▶ **Contour annotation records**:

>>>

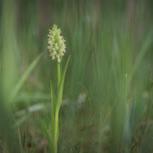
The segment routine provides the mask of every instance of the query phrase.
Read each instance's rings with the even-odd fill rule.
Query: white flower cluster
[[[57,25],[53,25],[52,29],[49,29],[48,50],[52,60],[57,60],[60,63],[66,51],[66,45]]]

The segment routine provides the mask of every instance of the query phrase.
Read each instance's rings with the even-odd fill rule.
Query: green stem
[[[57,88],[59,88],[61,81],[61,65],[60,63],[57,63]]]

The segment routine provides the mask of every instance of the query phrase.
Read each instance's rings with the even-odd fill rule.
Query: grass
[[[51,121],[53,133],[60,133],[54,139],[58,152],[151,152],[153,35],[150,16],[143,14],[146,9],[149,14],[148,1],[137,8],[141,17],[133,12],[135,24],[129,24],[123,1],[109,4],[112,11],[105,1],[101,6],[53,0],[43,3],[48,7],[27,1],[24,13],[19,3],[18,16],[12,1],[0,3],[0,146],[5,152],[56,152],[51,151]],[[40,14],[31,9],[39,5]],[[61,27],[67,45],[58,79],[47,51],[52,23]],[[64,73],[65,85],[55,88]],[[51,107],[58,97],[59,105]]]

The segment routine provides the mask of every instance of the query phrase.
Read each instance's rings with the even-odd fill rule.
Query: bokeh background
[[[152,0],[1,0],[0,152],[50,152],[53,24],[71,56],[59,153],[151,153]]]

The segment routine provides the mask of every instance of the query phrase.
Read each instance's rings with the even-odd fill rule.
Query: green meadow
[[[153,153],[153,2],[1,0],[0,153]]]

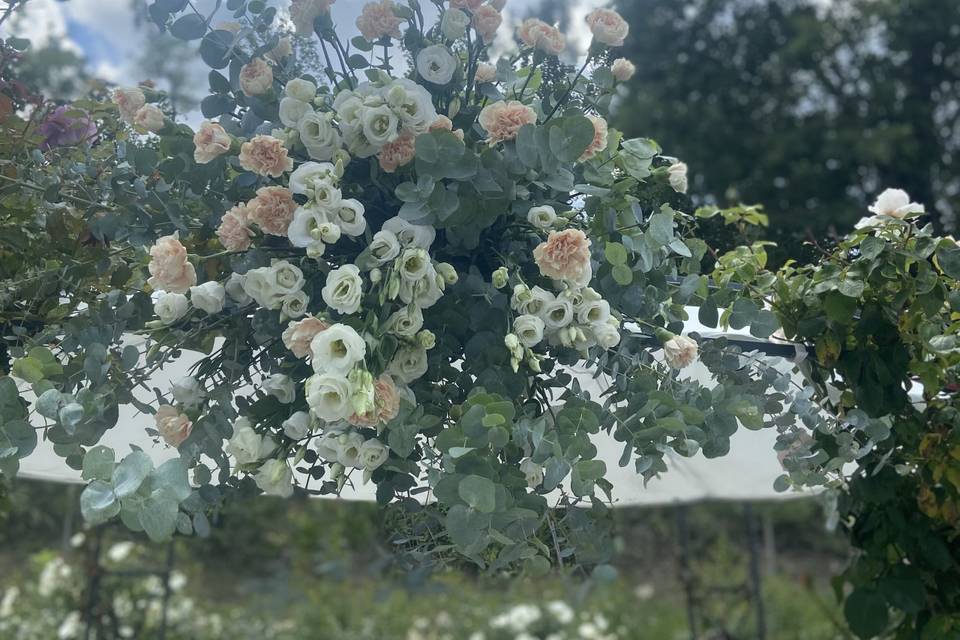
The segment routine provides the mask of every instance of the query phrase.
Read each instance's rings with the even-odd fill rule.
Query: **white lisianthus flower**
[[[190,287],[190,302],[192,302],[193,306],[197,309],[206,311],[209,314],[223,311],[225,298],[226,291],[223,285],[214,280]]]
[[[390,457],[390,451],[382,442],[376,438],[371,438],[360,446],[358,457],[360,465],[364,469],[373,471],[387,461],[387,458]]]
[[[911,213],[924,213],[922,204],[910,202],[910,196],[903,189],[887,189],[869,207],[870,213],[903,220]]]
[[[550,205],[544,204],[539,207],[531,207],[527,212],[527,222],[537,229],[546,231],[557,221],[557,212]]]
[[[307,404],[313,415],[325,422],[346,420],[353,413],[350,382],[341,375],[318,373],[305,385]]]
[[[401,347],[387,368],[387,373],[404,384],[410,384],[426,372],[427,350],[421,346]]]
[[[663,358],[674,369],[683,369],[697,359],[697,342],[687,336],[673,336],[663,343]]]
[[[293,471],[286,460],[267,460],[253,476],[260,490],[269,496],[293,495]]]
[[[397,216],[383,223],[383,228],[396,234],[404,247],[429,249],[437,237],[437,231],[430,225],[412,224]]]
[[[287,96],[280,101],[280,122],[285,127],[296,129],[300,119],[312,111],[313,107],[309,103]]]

<<<

▶ **What you should do**: Rewrite the records from their start through the line containing "[[[57,88],[59,88],[61,81],[61,65],[60,63],[57,63]]]", keeping the requests, and increase every coordinate in the answers by 109. Omit the pictures.

▶ **Written response**:
The segment routine provides the mask of every instance of the query phrase.
Read each instance's rings with the even-odd fill rule.
Query: white flower cluster
[[[166,134],[162,134],[161,138],[158,138],[157,159],[161,169],[166,169],[169,172],[175,160],[175,154]]]

The segment routine provides the mask of every instance of the query phrase.
Read each instance's rings with the even-odd fill rule.
Query: green stem
[[[166,197],[168,197],[170,190],[170,174],[169,172],[166,172]]]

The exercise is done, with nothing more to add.